In many parts of the island the bottoms of the valleys are covered
in an extraordinary manner by myriads of great loose angular
fragments of the quartz rock, forming "streams of stones." These
have been mentioned with surprise by every voyager since the time
of Pernety. The blocks are not waterworn, their angles being only
a little blunted; they vary in size from one or two feet in
diameter to ten, or even more than twenty times as much. They are
not thrown together into irregular piles, but are spread out into
level sheets or great streams. It is not possible to ascertain
their thickness, but the water of small streamlets can be heard
trickling through the stones many feet below the surface. The
actual depth is probably great, because the crevices between the
lower fragments must long ago have been filled up with sand. The
width of these sheets of stones varies from a few hundred feet to a
mile; but the peaty soil daily encroaches on the borders, and even
forms islets wherever a few fragments happen to lie close together.
In a valley south of Berkeley Sound, which some of our party called
the "great valley of fragments," it was necessary to cross an
uninterrupted band half a mile wide, by jumping from one pointed
stone to another. So large were the fragments, that being overtaken
by a shower of rain, I readily found shelter beneath one of them.

[Data entries]
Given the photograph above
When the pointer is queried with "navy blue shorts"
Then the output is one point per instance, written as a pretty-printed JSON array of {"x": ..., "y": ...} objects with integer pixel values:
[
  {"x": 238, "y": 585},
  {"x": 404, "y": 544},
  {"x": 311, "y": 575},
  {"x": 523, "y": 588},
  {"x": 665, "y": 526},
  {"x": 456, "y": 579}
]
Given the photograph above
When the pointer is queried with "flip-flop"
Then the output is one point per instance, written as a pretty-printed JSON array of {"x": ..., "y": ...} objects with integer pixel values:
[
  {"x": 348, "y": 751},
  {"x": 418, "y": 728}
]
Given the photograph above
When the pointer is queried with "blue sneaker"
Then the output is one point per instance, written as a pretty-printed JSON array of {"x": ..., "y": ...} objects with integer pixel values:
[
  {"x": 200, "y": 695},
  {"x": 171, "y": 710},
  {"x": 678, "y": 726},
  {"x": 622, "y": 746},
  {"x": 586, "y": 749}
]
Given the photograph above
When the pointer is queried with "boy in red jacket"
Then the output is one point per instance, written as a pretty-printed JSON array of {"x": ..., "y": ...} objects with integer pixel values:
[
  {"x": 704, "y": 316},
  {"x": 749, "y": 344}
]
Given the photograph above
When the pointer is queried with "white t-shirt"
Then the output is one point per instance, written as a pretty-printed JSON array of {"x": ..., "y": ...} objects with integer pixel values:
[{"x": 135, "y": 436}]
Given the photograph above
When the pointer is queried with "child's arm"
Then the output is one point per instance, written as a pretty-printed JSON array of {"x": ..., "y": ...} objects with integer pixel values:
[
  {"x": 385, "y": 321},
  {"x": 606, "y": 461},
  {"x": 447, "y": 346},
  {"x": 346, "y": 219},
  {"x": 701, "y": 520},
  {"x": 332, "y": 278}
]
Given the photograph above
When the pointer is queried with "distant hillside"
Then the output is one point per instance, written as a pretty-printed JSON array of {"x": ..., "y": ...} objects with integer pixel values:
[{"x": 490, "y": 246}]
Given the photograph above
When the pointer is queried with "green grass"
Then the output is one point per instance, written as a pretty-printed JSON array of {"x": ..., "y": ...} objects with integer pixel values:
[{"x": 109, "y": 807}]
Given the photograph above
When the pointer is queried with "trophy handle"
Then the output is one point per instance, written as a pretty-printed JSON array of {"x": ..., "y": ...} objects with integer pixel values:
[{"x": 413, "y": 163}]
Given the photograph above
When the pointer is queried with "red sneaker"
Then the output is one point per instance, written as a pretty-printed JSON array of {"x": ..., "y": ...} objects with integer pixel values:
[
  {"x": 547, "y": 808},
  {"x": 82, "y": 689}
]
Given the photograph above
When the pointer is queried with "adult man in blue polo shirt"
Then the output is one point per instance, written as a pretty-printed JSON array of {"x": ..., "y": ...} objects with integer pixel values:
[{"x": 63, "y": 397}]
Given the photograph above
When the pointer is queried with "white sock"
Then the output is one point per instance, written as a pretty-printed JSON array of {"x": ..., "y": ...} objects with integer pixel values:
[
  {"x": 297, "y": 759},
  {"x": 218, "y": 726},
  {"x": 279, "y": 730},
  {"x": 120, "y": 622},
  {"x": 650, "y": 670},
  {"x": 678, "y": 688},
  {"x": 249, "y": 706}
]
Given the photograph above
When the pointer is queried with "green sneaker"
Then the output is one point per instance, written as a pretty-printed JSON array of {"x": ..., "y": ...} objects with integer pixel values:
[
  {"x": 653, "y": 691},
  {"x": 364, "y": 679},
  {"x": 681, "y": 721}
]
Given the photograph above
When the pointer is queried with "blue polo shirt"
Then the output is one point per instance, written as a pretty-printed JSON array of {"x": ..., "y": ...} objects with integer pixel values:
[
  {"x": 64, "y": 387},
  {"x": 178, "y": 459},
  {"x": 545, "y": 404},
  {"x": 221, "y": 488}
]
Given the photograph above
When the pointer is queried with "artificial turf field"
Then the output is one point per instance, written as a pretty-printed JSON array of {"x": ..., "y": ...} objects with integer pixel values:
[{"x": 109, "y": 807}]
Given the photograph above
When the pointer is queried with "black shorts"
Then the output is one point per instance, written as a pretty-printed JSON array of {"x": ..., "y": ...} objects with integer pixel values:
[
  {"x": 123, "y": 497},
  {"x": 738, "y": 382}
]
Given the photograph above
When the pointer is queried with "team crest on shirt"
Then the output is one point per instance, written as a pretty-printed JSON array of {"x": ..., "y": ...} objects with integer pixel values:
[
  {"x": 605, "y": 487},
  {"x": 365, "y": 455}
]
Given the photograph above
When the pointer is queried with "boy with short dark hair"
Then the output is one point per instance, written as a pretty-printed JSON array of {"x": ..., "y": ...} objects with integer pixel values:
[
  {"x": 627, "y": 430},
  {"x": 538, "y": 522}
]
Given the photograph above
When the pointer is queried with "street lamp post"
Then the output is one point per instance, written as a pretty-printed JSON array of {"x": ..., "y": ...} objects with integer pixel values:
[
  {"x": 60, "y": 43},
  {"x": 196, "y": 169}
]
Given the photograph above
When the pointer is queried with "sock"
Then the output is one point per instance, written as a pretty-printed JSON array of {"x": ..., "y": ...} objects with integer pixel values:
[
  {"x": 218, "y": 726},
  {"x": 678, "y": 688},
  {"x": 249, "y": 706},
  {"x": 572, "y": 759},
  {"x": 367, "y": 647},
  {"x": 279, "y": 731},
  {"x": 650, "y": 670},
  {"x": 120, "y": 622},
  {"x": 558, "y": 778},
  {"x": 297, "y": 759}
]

[Given task] Copy the streams-of-stones passage word for word, beginning at the words "In a valley" and stopping after "one of them.".

[Written reply]
In a valley south of Berkeley Sound, which some of our party called
the "great valley of fragments," it was necessary to cross an
uninterrupted band half a mile wide, by jumping from one pointed
stone to another. So large were the fragments, that being overtaken
by a shower of rain, I readily found shelter beneath one of them.